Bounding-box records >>
/---
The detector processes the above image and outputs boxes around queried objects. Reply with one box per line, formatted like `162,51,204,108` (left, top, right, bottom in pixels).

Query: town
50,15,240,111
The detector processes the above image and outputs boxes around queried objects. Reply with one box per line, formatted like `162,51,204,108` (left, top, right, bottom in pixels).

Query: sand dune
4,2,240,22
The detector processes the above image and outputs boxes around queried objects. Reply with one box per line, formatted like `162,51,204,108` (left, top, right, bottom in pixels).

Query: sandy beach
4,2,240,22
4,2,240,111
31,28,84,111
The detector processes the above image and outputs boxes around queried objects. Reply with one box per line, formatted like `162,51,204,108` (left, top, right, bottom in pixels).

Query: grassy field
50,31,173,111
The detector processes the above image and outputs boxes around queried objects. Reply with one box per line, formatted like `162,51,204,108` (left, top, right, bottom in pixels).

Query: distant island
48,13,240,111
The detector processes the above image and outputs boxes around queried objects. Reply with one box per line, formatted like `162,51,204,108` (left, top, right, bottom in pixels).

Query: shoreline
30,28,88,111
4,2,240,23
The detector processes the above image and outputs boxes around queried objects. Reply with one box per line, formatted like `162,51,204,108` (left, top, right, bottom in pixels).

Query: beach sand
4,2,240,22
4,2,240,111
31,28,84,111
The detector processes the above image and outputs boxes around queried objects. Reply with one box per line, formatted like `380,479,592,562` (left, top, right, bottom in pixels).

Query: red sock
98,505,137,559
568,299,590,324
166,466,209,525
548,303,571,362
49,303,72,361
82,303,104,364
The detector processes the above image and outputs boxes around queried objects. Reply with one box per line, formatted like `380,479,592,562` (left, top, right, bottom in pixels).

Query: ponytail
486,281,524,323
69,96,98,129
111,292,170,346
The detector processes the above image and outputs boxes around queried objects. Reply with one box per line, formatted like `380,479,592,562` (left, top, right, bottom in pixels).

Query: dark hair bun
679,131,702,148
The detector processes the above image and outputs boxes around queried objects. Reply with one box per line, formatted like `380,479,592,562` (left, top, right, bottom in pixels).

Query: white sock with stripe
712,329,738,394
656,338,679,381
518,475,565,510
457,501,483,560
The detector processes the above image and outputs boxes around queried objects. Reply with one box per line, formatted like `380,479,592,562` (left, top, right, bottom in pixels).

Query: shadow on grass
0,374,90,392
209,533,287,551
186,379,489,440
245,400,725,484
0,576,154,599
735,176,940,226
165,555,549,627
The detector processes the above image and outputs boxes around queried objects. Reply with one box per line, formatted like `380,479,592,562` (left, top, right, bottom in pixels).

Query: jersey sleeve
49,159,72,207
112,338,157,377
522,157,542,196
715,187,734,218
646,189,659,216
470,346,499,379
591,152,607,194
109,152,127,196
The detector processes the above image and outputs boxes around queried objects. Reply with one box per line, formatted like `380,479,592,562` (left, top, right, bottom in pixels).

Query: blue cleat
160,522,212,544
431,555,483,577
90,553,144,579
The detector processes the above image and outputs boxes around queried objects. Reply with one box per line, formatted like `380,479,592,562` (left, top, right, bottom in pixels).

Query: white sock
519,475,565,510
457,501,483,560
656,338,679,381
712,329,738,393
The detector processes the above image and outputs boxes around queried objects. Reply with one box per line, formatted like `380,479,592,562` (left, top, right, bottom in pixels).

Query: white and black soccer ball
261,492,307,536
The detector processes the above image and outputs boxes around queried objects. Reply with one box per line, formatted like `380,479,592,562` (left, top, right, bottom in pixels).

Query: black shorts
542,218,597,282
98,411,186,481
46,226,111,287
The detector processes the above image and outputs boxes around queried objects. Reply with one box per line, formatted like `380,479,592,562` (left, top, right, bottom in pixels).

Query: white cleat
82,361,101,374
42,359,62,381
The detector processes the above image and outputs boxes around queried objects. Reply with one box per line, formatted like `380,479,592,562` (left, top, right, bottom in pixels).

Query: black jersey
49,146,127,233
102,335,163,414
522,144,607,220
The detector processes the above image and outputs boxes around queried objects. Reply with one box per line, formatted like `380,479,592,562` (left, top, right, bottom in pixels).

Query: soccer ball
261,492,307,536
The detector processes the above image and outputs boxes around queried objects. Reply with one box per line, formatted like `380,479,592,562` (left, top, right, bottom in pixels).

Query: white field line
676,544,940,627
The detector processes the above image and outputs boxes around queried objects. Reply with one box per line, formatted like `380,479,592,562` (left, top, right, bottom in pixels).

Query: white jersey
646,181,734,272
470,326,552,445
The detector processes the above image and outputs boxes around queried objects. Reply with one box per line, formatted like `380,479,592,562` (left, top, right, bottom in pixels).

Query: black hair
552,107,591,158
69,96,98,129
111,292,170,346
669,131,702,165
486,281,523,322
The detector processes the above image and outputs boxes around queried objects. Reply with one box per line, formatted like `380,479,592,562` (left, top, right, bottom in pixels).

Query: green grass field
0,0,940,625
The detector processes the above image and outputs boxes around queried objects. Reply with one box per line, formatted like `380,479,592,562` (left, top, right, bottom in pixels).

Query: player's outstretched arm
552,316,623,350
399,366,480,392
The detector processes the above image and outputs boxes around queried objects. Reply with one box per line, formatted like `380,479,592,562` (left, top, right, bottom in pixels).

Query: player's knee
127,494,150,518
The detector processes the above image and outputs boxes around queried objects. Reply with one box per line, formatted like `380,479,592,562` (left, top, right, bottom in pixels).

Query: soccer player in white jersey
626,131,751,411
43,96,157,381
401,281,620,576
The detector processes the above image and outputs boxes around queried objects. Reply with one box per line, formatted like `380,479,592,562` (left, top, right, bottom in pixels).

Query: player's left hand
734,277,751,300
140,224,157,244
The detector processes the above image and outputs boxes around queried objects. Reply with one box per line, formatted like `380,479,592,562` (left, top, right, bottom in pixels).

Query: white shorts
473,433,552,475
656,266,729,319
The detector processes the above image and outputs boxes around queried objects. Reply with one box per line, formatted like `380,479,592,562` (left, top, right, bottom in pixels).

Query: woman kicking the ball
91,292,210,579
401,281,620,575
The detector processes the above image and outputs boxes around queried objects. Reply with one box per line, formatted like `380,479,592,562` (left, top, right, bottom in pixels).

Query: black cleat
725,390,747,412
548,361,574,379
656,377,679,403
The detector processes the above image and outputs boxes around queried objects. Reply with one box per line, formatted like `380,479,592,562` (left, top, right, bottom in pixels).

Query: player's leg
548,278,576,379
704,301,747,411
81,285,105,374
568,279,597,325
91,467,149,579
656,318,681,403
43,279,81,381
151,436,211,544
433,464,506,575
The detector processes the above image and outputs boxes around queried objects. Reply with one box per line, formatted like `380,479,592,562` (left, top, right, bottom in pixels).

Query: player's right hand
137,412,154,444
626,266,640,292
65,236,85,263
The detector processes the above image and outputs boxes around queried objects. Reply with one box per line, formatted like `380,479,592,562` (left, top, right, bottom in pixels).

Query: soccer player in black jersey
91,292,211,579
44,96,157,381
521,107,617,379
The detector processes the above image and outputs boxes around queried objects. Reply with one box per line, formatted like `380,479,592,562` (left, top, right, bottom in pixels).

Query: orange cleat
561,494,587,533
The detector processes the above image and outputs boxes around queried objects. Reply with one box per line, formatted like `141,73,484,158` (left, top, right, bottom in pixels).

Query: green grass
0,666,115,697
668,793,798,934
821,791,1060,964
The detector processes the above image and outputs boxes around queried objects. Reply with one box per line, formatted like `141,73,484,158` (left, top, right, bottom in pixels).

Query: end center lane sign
\---
Written instruction >> Filter the material above down to the lines that contain the string "jersey", and copy each of those lines verbatim in the order they appear.

The reply >>
Query: jersey sleeve
Query: black jersey
Query: white jersey
Query: soccer player in white jersey
Query: soccer player in black jersey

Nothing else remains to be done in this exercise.